*** DOCUMENT PASSAGE

To see that $W_a$ also lies on the median through vertex $A$ , recall that $W_a$ was constructed from $\triangle BCW$ . As such, the slope of the line $WW_a$ is the product of the slopes of $BW$ and $CW$ divided by the negative of the slope of $BC$ :

$\begin{equation*} \begin{split} \textrm{slope of}~WW_a&=\frac{\left(\frac{m_1m_2}{-m_3}\right)\times\left(\frac{m_2m_3}{-m_1}\right)}{-m_2}\\ &=-m_2\\ &=-ar \end{split} \end{equation*}$

The slope of the median through vertex $A$ is $-ar$ , the slope of $AW$ is also $-ar$ , and the slope of $WW_a$ is again $-ar$ . Thus, the points $A,W,W_a$ are co-linear together with the midpoint of $BC$ .

(Main goal)

Suppose that the slopes of sides $AB,BC,CA$

form a geometric progression $a,ar,ar^2.$

PROVE that the lines $AW_a$

, $BW_b$

, $CW_c$

are concurrent.

******
*** ITEMS

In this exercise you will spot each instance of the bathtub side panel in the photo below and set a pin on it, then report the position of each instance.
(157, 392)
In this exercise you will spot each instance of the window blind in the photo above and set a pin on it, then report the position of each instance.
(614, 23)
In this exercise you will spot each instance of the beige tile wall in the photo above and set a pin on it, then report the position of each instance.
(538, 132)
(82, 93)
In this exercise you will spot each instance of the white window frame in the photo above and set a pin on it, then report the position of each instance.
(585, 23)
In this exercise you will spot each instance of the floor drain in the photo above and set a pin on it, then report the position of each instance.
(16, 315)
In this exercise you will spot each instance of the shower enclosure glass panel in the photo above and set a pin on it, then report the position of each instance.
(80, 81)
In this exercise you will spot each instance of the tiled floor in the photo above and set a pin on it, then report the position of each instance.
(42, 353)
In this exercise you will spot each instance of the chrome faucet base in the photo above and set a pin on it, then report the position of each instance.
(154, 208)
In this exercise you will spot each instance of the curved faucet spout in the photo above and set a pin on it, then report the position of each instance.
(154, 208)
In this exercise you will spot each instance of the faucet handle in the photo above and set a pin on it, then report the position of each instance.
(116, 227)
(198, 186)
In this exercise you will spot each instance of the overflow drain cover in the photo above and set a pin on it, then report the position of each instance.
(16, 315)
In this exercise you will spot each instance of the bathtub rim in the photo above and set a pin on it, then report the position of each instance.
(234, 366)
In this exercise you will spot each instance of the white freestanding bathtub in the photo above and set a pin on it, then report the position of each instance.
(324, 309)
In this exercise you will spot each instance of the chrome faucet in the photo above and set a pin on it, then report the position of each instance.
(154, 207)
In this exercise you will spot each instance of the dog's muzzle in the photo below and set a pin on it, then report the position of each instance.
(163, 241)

******
*** ITEMS

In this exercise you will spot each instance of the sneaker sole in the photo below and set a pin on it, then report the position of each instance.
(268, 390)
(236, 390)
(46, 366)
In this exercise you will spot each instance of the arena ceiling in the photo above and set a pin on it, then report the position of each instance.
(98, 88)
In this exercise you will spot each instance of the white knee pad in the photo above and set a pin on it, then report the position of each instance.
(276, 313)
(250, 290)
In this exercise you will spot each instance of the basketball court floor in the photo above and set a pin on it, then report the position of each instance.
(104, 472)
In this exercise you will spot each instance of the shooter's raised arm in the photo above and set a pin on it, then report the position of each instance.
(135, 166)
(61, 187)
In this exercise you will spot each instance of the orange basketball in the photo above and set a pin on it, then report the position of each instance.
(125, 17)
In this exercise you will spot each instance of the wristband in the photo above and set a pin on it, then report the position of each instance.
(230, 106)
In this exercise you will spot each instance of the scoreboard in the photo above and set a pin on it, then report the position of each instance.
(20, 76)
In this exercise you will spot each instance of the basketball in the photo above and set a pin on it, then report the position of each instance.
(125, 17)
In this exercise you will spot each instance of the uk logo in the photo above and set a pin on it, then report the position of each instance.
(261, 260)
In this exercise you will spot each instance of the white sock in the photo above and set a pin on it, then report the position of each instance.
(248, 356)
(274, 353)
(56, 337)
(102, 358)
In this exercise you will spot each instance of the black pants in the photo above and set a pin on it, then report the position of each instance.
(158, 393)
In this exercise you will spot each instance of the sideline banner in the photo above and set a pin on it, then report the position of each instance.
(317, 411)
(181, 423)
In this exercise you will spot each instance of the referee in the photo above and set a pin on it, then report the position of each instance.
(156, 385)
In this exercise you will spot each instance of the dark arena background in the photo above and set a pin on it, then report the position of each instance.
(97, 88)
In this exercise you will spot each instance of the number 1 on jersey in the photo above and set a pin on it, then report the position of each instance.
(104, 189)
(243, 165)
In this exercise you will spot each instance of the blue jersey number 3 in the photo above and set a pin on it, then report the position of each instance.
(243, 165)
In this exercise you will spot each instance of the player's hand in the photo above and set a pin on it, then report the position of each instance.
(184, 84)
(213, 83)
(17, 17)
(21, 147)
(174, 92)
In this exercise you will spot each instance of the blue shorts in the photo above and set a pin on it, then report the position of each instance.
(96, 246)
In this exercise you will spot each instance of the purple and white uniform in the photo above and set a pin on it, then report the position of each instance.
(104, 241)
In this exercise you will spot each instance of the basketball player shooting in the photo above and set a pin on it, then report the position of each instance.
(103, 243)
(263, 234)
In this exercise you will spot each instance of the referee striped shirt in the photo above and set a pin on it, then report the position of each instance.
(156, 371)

******
*** ITEMS

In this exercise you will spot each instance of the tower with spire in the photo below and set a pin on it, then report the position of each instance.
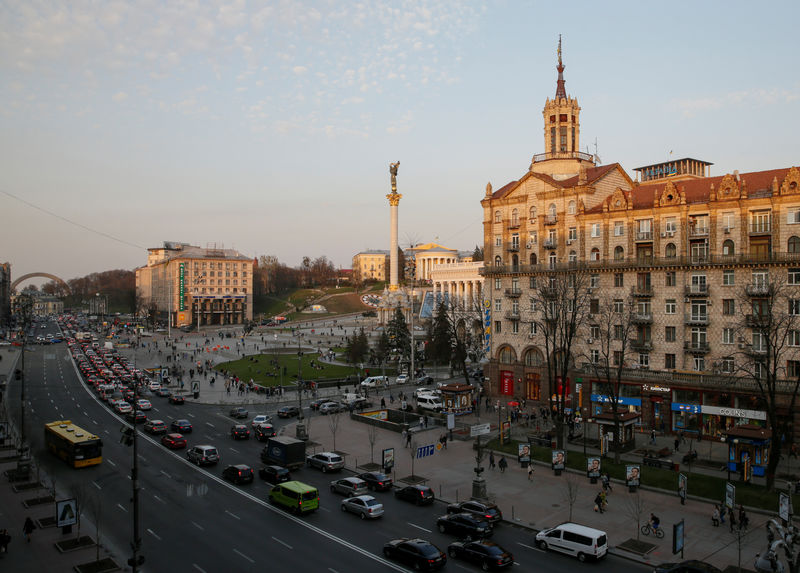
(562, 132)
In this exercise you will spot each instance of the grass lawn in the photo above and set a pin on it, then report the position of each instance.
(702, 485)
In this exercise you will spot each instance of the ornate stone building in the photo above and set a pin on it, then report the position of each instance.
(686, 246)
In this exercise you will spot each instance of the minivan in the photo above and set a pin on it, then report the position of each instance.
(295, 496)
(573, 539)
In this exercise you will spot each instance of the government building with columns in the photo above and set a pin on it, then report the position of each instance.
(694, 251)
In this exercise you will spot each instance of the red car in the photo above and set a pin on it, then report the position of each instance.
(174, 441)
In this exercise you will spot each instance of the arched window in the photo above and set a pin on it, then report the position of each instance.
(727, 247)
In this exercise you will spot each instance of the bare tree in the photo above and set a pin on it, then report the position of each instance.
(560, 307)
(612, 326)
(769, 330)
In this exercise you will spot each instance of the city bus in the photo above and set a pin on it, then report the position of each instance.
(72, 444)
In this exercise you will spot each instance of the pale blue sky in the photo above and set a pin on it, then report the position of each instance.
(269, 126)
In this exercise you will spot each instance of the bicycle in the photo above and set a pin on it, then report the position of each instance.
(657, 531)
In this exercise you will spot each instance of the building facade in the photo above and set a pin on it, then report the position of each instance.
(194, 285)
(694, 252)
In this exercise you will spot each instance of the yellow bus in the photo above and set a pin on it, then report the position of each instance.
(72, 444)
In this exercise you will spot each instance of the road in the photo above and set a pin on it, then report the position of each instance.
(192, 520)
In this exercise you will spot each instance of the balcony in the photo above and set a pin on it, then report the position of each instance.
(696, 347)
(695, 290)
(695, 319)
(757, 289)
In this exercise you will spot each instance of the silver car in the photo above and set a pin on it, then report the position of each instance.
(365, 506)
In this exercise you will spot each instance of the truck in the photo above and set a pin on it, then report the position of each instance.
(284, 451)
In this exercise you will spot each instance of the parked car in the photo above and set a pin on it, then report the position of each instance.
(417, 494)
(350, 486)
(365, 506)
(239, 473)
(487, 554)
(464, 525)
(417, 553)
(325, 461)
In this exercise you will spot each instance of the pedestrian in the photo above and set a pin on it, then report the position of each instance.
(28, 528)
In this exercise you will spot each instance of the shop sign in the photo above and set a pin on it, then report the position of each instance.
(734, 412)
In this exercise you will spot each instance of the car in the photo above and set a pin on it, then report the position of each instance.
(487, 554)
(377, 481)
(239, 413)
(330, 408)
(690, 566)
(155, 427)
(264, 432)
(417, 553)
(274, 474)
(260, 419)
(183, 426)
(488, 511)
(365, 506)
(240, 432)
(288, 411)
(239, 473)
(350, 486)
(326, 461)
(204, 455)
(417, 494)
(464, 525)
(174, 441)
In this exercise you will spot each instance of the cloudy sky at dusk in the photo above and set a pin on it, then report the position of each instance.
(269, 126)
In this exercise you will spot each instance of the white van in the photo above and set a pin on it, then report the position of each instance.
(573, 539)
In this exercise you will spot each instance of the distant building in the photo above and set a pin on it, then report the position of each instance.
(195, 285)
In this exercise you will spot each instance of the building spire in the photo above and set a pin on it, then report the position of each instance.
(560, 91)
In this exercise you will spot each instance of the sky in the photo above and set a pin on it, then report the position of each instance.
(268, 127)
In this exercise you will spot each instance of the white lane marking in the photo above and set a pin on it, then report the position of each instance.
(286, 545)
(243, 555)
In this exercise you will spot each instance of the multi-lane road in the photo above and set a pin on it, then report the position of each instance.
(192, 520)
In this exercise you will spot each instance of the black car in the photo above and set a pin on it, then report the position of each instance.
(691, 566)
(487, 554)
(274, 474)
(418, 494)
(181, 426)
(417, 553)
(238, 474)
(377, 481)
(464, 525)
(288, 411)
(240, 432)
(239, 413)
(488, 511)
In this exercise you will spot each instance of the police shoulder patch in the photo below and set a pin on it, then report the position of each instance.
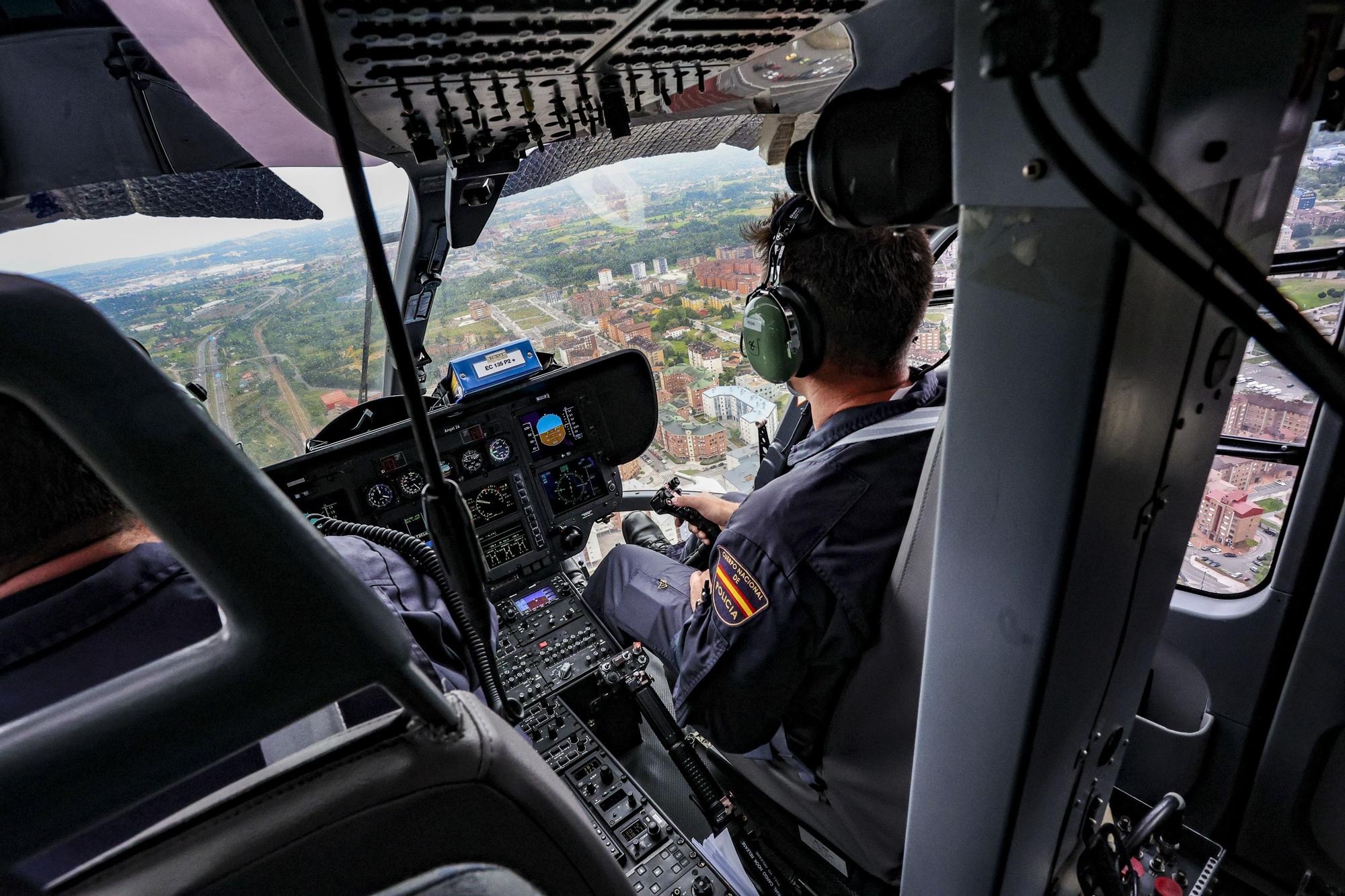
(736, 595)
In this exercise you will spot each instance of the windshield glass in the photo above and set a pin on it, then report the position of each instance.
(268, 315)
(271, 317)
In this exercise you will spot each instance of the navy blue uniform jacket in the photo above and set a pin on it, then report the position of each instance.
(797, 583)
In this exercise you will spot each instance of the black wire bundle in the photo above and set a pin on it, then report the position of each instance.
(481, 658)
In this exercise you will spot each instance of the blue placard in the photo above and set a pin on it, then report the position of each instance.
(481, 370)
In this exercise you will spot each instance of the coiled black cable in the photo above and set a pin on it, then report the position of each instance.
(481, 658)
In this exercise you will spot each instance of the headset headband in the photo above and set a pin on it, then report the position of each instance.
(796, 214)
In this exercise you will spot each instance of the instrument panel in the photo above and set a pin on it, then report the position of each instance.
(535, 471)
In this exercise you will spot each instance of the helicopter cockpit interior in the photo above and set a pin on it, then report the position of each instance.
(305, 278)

******

● **WHAT TO DO**
• A. Answer these questions using the geometry passage:
(i) From which triangle was W_a constructed?
(ii) What slope do the median through vertex A, the line AW, and the line WW_a all share?
(iii) Which three lines does the main goal ask to be proved concurrent?
• B. Reproduce the geometry passage word for word, from "To see that" up to and including "midpoint of $BC$ .".
The entries have no connection to the geometry passage.

● **SOLUTION LIST**
• A.
(i) Triangle BCW
(ii) −ar
(iii) AW_a, BW_b, and CW_c

• B.
To see that $W_a$ also lies on the median through vertex $A$ , recall that $W_a$ was constructed from $\triangle BCW$ . As such, the slope of the line $WW_a$ is the product of the slopes of $BW$ and $CW$ divided by the negative of the slope of $BC$ :

$\begin{equation*} \begin{split} \textrm{slope of}~WW_a&=\frac{\left(\frac{m_1m_2}{-m_3}\right)\times\left(\frac{m_2m_3}{-m_1}\right)}{-m_2}\\ &=-m_2\\ &=-ar \end{split} \end{equation*}$

The slope of the median through vertex $A$ is $-ar$ , the slope of $AW$ is also $-ar$ , and the slope of $WW_a$ is again $-ar$ . Thus, the points $A,W,W_a$ are co-linear together with the midpoint of $BC$ .